AEROMEXICO/MEXICANA: Legislators To Counter-Propose Aid Deal
AHMSA: Has New Deadline To Submit Restructuring Plan To SEC
EVAMEX: May Be Ready For Sale Early Next Year, IPAB Says
GRUPO DESC: Shares Decline Despite Debt Reduction Expectations
GRUPO MASECA: Withdraws From Bread-Making Business
GRUPO MEXICO: Needs To Obtain Waiver From Bondholders
XEROX: Appoints New Accounting Head


     - - - - - - - - - - - - -



=================
A R G E N T I N A
=================

AEROLINEAS ARGENTINAS: New Owners Reveal Restructuring Plan
-----------------------------------------------------------
Aerolíneas Argentinas' new owners, made up of three Spanish
businessmen, have unveiled plans to restructure and refloat the
airline, the Financial Times reported.

Gonzalo Pascual, who led bankrupt Aerolíneas Argentinas'
acquisition, believe "there are reasons to be optimistic" even in
the present tough economic environment and difficult conditions
in the airline sector worldwide.

The key to refloating the airline will be whether the new owners
can renegotiate the debt on more favorable terms. The
negotiations, which will commence in April, are aimed at reducing
the airline's secondary debt of $700 million debt to between $400
to $500 million.

The new management has negotiated a 30 percent reduction in costs
for future supplies. By not re-contracting Repsol-YPF as its main
fuel supplier, the company has achieved a savings of about 20 per
cent. BP is now its sole supplier in Madrid while Shell, Exxon
and Repsol-YPF supply its airplanes in Argentina.

The new owners have agreed to maintain the airline's 6,700
employees for the next two years, but have asked them to accept a
20 percent wage cut. Management is expecting a positive response
to its plans by the end of the month.


BANCO RIO: Majority Owner Takes Steps To Ensure Bank's Future
-------------------------------------------------------------
A 22.4 percent drop in Banco Rio de la Plata's third-quarter net
profits indicates the Argentine bank is suffering from the
country's economic deterioration, according to El Pais.

However, Spain's Santander Central Hispano (SCH), which controls
80 percent of Banco Rio, maintains its profit forecasts for 2001
in Latin America of $1.5 billion.

To ensure its results do not fall further and reduce risk, Banco
Rio has drastically reduced bonds and loans to the Argentinean
government from $3.36 billion to $2.75 billion, a cut of 18
percent.

In contrast, it has increased loans to private individuals by 5.8
percent through September.

SCH disclosed that the assets of Rio de la Plata account for four
percent of the SCH group as a whole, thus any crisis in Argentina
can easily be assumed by the group.


METROVACESA: May Cease Operations, Leave Argentina
--------------------------------------------------
Metrovacesa, which arrived in Argentina in 1999, is considering
the possibility of pulling out of the country, El Cronista
reported.

The company may close the subsidiary after freezing all its local
operations due to the gloomy economic situation in Argentina.

When it arrived in the country, Metrovacesa acquired 3 floors of
the building Catalinas Plaza in Buenos Aires for nearly US$2
million from Consultatio and Banco Frances. The company's
original plans to invest around US$30 million in the office and
residential sectors never materialized.

◆ Records shown
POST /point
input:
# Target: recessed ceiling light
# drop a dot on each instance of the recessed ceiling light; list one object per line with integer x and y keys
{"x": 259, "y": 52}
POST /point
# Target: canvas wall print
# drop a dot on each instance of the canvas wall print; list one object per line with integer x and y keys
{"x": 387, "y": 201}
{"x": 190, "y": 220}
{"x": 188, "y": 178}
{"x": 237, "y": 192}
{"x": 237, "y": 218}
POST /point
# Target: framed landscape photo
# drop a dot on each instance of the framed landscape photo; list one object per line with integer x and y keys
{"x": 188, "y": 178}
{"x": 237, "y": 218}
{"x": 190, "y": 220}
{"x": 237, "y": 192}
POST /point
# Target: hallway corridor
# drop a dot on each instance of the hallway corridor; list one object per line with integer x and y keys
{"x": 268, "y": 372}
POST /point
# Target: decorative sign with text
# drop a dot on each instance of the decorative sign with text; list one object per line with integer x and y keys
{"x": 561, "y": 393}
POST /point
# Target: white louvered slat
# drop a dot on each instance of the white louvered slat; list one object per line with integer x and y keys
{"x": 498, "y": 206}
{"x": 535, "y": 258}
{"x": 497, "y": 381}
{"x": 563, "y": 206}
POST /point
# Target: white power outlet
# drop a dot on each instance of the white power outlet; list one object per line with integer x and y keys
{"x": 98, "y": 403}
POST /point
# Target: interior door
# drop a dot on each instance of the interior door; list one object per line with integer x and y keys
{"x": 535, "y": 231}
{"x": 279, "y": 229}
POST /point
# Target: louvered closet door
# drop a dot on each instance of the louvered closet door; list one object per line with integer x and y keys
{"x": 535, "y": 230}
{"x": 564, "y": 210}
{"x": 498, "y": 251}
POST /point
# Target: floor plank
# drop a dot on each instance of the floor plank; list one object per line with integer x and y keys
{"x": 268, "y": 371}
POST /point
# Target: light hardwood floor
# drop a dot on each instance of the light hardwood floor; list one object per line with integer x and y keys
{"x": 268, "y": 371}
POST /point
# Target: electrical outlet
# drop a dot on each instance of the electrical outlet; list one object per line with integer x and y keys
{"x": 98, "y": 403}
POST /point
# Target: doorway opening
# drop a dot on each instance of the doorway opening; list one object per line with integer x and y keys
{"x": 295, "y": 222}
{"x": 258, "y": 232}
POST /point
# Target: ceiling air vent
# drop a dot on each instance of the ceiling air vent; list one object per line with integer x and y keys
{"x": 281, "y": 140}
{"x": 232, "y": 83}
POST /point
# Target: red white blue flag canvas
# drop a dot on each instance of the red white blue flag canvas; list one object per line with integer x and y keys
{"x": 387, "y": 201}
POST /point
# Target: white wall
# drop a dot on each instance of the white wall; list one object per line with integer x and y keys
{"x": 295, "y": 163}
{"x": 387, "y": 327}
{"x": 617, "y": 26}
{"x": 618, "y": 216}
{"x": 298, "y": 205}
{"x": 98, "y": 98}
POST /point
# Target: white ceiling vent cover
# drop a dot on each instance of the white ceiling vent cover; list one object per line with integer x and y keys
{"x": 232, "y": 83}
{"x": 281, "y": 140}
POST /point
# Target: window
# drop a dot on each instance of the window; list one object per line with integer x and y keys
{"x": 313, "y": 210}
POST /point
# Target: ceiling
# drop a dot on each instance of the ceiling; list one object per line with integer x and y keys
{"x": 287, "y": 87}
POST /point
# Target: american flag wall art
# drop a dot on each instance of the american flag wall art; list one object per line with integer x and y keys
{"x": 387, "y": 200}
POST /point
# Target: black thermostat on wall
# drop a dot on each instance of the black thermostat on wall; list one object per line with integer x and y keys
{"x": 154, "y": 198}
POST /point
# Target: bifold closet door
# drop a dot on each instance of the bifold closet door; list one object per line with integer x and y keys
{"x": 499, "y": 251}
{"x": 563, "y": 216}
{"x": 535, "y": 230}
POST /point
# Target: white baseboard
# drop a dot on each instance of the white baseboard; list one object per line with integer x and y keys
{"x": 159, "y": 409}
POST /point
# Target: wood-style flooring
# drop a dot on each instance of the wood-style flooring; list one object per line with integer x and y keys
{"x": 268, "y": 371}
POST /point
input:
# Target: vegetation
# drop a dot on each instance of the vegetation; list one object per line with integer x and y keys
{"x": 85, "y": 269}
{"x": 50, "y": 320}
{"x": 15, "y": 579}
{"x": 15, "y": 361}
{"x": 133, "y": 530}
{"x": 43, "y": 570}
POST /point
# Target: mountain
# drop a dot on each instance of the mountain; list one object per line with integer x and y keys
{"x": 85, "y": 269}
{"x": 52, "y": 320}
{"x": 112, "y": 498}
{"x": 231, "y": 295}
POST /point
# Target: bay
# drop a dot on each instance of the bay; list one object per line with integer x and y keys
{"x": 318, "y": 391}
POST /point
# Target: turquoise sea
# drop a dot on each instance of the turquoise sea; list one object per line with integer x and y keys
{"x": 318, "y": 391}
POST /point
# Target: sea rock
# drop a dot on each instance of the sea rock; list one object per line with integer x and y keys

◆ Tasks to carry out
#1 Copy the business news excerpt word for word, between "Gonzalo Pascual, who" and "airline sector worldwide.", inclusive.
#2 Give only the number of lines in the entries that contain the string "vegetation", counting case-sensitively.

◆ Answers in order
#1
Gonzalo Pascual, who led bankrupt Aerolíneas Argentinas'
acquisition, believe "there are reasons to be optimistic" even in
the present tough economic environment and difficult conditions
in the airline sector worldwide.

#2 2